(Segmentation mask data)
▼
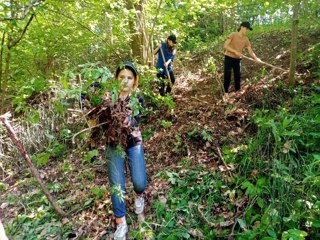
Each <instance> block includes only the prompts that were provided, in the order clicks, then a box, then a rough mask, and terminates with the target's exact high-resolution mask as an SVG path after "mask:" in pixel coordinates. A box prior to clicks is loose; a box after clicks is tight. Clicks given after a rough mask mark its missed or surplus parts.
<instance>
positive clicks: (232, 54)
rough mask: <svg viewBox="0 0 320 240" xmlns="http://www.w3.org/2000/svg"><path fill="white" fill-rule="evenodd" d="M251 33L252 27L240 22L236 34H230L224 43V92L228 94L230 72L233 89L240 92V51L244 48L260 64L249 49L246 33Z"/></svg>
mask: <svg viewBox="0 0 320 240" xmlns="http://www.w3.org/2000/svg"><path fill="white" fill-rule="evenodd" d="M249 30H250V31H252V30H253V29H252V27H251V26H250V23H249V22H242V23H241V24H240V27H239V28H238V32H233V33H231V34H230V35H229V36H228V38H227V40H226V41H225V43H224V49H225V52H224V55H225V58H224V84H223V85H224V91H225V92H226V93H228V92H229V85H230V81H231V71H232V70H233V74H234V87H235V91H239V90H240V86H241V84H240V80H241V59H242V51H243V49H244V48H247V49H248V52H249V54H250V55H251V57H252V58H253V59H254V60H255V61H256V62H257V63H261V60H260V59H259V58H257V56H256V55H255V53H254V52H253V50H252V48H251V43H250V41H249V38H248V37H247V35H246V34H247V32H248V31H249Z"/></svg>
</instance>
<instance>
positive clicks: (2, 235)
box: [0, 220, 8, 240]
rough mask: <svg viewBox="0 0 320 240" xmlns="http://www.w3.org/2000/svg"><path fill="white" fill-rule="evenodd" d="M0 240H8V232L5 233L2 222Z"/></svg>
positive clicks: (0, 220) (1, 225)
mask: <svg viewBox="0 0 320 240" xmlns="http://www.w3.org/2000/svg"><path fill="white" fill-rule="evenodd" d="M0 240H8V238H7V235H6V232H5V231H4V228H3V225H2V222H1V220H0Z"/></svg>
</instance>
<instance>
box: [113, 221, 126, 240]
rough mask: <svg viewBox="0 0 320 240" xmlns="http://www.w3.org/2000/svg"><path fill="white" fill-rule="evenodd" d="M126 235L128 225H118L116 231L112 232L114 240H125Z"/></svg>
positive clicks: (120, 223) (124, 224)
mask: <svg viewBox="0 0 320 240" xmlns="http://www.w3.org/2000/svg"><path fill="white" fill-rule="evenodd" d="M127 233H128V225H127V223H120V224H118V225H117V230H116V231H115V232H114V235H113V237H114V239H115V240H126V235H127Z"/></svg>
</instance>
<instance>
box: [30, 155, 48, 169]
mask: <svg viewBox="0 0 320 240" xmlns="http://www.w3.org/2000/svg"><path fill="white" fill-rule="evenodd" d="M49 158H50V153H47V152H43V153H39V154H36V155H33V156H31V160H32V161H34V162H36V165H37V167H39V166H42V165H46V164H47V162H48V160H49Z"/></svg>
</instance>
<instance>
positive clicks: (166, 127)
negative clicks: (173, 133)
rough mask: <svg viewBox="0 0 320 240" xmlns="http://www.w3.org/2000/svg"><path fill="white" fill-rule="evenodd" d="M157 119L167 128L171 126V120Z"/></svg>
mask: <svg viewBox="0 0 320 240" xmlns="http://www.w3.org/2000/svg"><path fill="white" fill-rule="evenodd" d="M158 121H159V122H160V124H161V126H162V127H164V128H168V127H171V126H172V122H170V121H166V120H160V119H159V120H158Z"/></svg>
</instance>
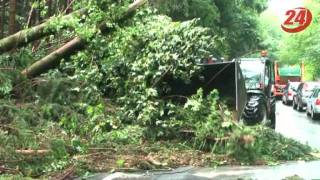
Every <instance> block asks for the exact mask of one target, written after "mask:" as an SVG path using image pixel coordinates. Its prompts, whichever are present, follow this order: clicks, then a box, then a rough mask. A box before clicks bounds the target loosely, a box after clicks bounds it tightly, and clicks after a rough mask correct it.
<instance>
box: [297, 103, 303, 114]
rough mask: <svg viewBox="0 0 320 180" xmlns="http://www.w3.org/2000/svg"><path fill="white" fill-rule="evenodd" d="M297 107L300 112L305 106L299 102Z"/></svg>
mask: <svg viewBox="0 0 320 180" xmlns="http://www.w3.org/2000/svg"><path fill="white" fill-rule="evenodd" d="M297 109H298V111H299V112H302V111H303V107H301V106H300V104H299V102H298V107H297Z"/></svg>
▲
** WHAT IS NEEDED **
In the answer, include exactly the lines from the line containing "107L300 112L305 106L299" through the end of the data, and nothing else.

** REPLY TO THE EXERCISE **
rough mask: <svg viewBox="0 0 320 180" xmlns="http://www.w3.org/2000/svg"><path fill="white" fill-rule="evenodd" d="M297 107L300 112L305 106L299 102Z"/></svg>
mask: <svg viewBox="0 0 320 180" xmlns="http://www.w3.org/2000/svg"><path fill="white" fill-rule="evenodd" d="M297 109H298V111H299V112H302V111H303V107H301V106H300V104H299V102H298V107H297Z"/></svg>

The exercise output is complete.